[Excerpts from a point labeling dataset]
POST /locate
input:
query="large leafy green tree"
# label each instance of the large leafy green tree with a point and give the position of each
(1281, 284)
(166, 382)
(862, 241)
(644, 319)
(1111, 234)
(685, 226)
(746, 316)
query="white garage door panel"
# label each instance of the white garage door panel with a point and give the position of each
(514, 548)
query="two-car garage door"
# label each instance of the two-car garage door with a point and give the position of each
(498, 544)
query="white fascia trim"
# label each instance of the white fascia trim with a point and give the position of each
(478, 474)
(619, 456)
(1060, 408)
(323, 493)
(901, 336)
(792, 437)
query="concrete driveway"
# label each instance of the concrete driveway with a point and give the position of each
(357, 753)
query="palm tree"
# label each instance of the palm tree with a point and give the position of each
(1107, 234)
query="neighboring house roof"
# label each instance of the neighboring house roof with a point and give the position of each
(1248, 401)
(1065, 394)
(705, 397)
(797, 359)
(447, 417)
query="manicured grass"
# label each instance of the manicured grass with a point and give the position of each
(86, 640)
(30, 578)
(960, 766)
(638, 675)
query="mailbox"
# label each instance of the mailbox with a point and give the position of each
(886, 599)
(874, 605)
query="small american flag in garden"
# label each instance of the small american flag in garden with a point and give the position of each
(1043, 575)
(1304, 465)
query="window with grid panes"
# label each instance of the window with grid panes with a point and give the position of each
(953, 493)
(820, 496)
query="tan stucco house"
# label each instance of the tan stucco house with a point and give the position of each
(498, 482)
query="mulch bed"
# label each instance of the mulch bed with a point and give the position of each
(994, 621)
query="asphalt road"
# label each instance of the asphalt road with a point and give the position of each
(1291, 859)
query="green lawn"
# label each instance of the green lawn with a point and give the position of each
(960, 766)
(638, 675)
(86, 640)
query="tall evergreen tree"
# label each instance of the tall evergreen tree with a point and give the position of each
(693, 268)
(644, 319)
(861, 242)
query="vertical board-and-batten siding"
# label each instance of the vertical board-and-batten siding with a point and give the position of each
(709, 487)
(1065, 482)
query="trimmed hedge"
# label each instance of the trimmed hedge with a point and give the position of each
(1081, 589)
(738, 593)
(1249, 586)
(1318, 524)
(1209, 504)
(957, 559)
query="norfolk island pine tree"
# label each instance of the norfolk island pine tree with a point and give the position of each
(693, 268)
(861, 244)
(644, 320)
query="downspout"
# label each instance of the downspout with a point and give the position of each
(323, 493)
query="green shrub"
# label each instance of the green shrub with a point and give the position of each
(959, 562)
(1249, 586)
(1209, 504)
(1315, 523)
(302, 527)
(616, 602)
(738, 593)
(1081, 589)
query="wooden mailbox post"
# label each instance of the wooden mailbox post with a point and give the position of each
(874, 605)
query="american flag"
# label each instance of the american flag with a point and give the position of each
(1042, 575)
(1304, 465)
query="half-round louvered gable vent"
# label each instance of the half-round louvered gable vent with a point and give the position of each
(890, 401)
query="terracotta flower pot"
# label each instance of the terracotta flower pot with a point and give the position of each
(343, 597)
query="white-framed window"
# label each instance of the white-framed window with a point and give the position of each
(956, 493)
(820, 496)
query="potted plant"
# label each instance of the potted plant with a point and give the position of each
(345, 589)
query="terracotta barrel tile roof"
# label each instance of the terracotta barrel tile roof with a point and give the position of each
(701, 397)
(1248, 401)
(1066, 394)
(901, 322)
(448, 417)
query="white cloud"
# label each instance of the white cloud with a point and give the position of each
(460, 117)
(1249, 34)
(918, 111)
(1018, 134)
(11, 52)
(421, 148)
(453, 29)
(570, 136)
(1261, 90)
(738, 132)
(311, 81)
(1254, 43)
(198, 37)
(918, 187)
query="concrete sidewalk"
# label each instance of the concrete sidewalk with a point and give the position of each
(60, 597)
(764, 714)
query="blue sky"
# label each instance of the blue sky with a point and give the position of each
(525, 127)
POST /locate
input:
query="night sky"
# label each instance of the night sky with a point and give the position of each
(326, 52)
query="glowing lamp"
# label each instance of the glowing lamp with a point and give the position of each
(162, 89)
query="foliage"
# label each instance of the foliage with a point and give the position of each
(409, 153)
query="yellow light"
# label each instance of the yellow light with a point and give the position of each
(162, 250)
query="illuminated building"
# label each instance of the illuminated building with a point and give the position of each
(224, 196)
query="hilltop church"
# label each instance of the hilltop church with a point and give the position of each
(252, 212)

Description of the task: How many lines in the entries above contain the word "small"? Reply with the number only.

Solution to this exercise: 2